__TASK TO CARRY OUT__
Set down the records verbatim from the line containing "Find the worker" through the line containing "48 67 L 51 65", keeping both of those lines. Leave the pictures out of your answer.

__SOURCE RECORDS__
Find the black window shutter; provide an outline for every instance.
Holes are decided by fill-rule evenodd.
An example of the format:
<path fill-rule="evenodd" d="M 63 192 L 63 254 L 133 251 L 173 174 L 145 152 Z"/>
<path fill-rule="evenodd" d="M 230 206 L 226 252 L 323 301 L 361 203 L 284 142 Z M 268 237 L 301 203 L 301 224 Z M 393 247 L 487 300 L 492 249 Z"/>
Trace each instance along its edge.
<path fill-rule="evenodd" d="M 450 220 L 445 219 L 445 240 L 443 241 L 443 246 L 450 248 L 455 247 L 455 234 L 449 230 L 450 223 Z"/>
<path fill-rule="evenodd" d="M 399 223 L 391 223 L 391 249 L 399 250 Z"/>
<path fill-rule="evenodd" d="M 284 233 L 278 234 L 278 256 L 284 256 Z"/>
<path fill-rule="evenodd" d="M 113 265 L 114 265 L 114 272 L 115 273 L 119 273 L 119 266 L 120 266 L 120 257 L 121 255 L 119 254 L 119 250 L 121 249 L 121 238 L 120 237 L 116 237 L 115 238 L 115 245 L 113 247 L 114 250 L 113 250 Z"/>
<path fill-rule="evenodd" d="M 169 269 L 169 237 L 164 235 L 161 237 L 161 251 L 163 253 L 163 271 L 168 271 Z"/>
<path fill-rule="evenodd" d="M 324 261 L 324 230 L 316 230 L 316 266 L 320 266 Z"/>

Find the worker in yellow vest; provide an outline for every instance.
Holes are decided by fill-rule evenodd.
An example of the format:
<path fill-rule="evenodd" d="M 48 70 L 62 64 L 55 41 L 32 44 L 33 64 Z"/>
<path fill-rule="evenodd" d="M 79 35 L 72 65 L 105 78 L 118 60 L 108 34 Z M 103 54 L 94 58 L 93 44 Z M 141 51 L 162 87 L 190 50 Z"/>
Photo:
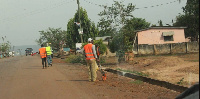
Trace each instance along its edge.
<path fill-rule="evenodd" d="M 43 44 L 41 45 L 41 48 L 39 49 L 39 53 L 38 54 L 40 54 L 40 57 L 42 59 L 43 69 L 44 69 L 45 67 L 47 67 L 47 64 L 46 64 L 47 55 L 46 55 L 46 48 L 44 47 Z"/>
<path fill-rule="evenodd" d="M 95 45 L 93 45 L 93 40 L 91 38 L 88 39 L 88 44 L 81 49 L 81 53 L 85 52 L 86 62 L 89 70 L 89 81 L 96 81 L 97 78 L 97 65 L 96 60 L 98 61 L 96 55 Z"/>
<path fill-rule="evenodd" d="M 48 67 L 51 65 L 52 66 L 52 57 L 51 57 L 51 47 L 50 44 L 48 44 L 48 46 L 46 47 L 46 53 L 47 53 L 47 62 L 48 62 Z"/>

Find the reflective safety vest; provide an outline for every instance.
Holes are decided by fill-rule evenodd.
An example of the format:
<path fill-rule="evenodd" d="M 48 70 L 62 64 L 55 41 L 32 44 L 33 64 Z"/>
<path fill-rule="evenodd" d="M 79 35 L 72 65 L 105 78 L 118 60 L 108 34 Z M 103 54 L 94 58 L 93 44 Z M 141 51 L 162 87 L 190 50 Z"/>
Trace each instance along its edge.
<path fill-rule="evenodd" d="M 100 55 L 100 52 L 99 52 L 99 46 L 97 47 L 97 56 Z"/>
<path fill-rule="evenodd" d="M 47 46 L 46 47 L 46 52 L 47 52 L 47 55 L 51 55 L 51 47 L 50 46 Z"/>
<path fill-rule="evenodd" d="M 39 51 L 40 51 L 40 57 L 41 58 L 47 57 L 46 48 L 45 47 L 40 48 Z"/>
<path fill-rule="evenodd" d="M 95 59 L 93 51 L 92 51 L 93 44 L 87 44 L 84 46 L 86 60 Z"/>

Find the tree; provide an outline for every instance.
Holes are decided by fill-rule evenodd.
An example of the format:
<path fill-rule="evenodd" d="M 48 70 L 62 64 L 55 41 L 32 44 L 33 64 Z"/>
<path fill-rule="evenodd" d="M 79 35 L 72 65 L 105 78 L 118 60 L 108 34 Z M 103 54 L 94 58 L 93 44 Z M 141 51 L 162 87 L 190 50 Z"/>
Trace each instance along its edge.
<path fill-rule="evenodd" d="M 184 14 L 176 17 L 174 26 L 186 26 L 185 36 L 191 37 L 192 41 L 198 40 L 199 35 L 199 0 L 187 0 L 183 7 Z"/>
<path fill-rule="evenodd" d="M 58 51 L 60 48 L 60 42 L 67 42 L 67 35 L 66 31 L 61 30 L 61 28 L 48 28 L 46 31 L 39 31 L 40 32 L 40 38 L 36 40 L 38 45 L 46 43 L 51 43 L 51 47 L 53 50 Z"/>
<path fill-rule="evenodd" d="M 67 23 L 67 45 L 70 48 L 75 48 L 76 43 L 81 43 L 81 36 L 78 32 L 80 28 L 76 23 L 79 21 L 78 11 L 75 13 L 74 18 L 71 18 Z M 94 22 L 88 18 L 87 11 L 80 8 L 80 20 L 81 20 L 81 27 L 83 28 L 83 42 L 87 42 L 88 38 L 95 38 L 99 30 L 95 26 Z"/>
<path fill-rule="evenodd" d="M 131 14 L 135 9 L 132 3 L 127 7 L 122 2 L 114 1 L 111 7 L 104 7 L 98 15 L 101 17 L 98 27 L 101 28 L 100 36 L 114 36 L 125 24 L 126 20 L 133 17 Z"/>

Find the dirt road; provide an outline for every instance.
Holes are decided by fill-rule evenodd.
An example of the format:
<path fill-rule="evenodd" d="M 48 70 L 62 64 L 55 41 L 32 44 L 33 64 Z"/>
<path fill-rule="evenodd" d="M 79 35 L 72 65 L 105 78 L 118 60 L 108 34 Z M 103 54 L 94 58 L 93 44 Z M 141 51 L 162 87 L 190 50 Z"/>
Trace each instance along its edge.
<path fill-rule="evenodd" d="M 0 59 L 1 99 L 174 99 L 180 94 L 134 81 L 108 73 L 105 82 L 88 82 L 84 65 L 57 60 L 42 69 L 38 55 Z"/>

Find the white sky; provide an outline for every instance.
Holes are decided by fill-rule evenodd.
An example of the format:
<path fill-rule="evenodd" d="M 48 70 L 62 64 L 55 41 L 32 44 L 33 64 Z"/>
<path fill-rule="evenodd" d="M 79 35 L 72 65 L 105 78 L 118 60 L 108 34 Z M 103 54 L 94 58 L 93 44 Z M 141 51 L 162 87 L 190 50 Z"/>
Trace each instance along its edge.
<path fill-rule="evenodd" d="M 158 20 L 162 20 L 164 25 L 172 24 L 172 19 L 175 20 L 179 13 L 183 13 L 182 7 L 187 2 L 187 0 L 182 0 L 181 3 L 177 0 L 118 1 L 124 1 L 125 5 L 132 3 L 136 8 L 140 8 L 133 12 L 135 17 L 144 18 L 151 24 L 157 24 Z M 95 23 L 100 19 L 97 14 L 103 11 L 103 8 L 97 5 L 112 3 L 112 0 L 80 0 L 80 6 L 86 9 L 88 17 Z M 66 30 L 67 22 L 73 18 L 77 8 L 76 0 L 0 0 L 0 43 L 2 37 L 6 36 L 6 40 L 10 41 L 12 46 L 36 45 L 35 40 L 40 37 L 38 31 L 47 30 L 48 27 Z"/>

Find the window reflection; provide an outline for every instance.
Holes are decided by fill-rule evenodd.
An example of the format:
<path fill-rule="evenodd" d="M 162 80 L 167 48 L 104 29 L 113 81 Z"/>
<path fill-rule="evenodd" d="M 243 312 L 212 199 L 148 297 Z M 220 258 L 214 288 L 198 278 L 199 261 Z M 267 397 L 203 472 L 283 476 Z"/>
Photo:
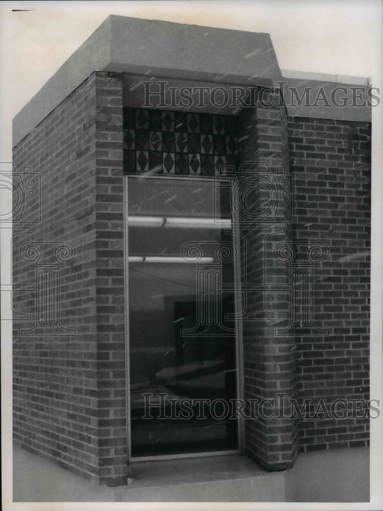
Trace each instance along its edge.
<path fill-rule="evenodd" d="M 205 272 L 222 284 L 234 282 L 233 262 L 216 257 L 232 234 L 228 198 L 214 193 L 214 185 L 195 179 L 128 178 L 133 456 L 237 448 L 235 420 L 217 419 L 209 407 L 205 418 L 197 418 L 198 400 L 236 397 L 235 325 L 226 318 L 234 312 L 234 294 L 198 276 Z M 213 221 L 217 208 L 225 219 L 222 225 Z M 181 253 L 191 241 L 203 247 L 198 263 Z M 183 415 L 185 400 L 190 404 Z M 160 403 L 161 408 L 148 407 Z"/>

__OUTPUT__
Find the worker in yellow vest; provide an outline for every instance.
Holes are decided by fill-rule evenodd.
An example of the format:
<path fill-rule="evenodd" d="M 48 70 L 62 64 L 55 41 L 32 44 L 33 64 Z"/>
<path fill-rule="evenodd" d="M 79 35 L 72 65 L 105 78 L 118 60 L 108 34 Z M 103 54 L 94 58 L 93 44 Z M 141 51 L 162 87 L 190 50 Z"/>
Photo:
Trace each instance along its edge.
<path fill-rule="evenodd" d="M 43 44 L 41 45 L 41 48 L 39 49 L 39 53 L 38 54 L 40 54 L 40 57 L 42 59 L 43 69 L 44 69 L 45 67 L 47 67 L 47 64 L 46 64 L 47 55 L 46 55 L 46 48 L 44 47 Z"/>
<path fill-rule="evenodd" d="M 95 45 L 93 45 L 93 40 L 91 38 L 88 39 L 88 44 L 81 49 L 81 53 L 85 52 L 86 62 L 89 70 L 89 81 L 96 81 L 97 78 L 97 65 L 96 60 L 98 61 L 96 55 Z"/>
<path fill-rule="evenodd" d="M 48 67 L 51 65 L 52 66 L 52 57 L 51 57 L 51 47 L 50 44 L 48 44 L 48 46 L 46 47 L 46 53 L 47 53 L 47 62 L 48 62 Z"/>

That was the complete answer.